6. Weiter kritisiert die Beschwerdeführerin die trist anmutenden Illustrationen des Beitrags. Dabei sei bloss eine der beiden Illustrationen als solche beschriftet worden, wenn auch nicht genügend deutlich. Die «Zeit» hält indes fest, die Illustrationen seien lebensnah und hätten einen unmittelbaren Zusammenhang mit dem Inhalt des Artikels. Dieser Argumentation folgt der Presserat. Leserinnen und Leser erkennen sofort, dass es sich um eine symbolhafte Bebilderung handelt. Richtlinie 3.4 (Illustrationen) zur «Erklärung» ist nicht verletzt.
7. Die Beschwerdeführerin kritisiert, dass die Journalistin für den Artikel ihren Beruf verschleiert habe und als verdeckte Ermittlerin aufgetreten sei. Da über die Thematik bereits zur Genüge berichtet worden sei, sei dieses Vorgehen nicht durch das öffentliche Interesse gerechtfertigt. Die Redaktion hält entgegen, dass die Autorin nicht zwecks einer Recherche vorübergehend in einem Pflegeheim gelebt habe, sondern weil sie zeitweise pflegebedürftig gewesen sei. Erst vor Ort und aufgrund ihrer Erfahrungen sei sie auf die Idee gekommen, einen Artikel über ihren Aufenthalt zu schreiben. Gestützt auf diese Ausführungen handelt es sich für den Presserat nicht im klassischen Sinn um eine verdeckte Recherche, wie Richtlinie 4.2 dies festhält. Es ist als Journalistin zulässig, im Nachhinein über eigene Erfahrungen zu schreiben. Ebenfalls zulässig ist es, den Artikel unter einem Pseudonym zu veröffentlichen, wie dies die Autorin gemacht hat. Insbesondere im Kontext der Gesundheitsversorgung muss dies möglich sein, da sonst Angaben zum Gesundheitszustand der Autorin publik geworden wären. Im Sinne der Transparenz wäre es jedoch wünschenswert gewesen, der Leserschaft gegenüber offen zu legen, dass es sich um ein Pseudonym handelt. Richtlinie 4.2 (Verdeckte Recherchen) der «Erklärung» ist jedoch nicht verletzt.

▬▬▬

* _AUFGABEN_:
a) Übersetze diesen Satz aus dem Lesetext ins Englische: «Leserinnen und Leser erkennen sofort, dass es sich um eine symbolhafte Bebilderung handelt.»
b) Liste alle Kritikpunkte auf, die der Lesetext der Beschwerdeführerin zuschreibt.

▬▬▬

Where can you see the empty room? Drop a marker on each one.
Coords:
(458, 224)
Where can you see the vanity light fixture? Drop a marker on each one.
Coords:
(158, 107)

▬▬▬

* _LÖSUNGEN_:
a) Readers recognize immediately that these are symbolic illustrations.

b)
- Die Illustrationen des Beitrags muten trist an.
- Nur eine der beiden Illustrationen ist als solche beschriftet, und auch das nicht genügend deutlich.
- Die Journalistin hat für den Artikel ihren Beruf verschleiert und ist als verdeckte Ermittlerin aufgetreten.
- Da über die Thematik bereits zur Genüge berichtet wurde, ist dieses Vorgehen nicht durch das öffentliche Interesse gerechtfertigt.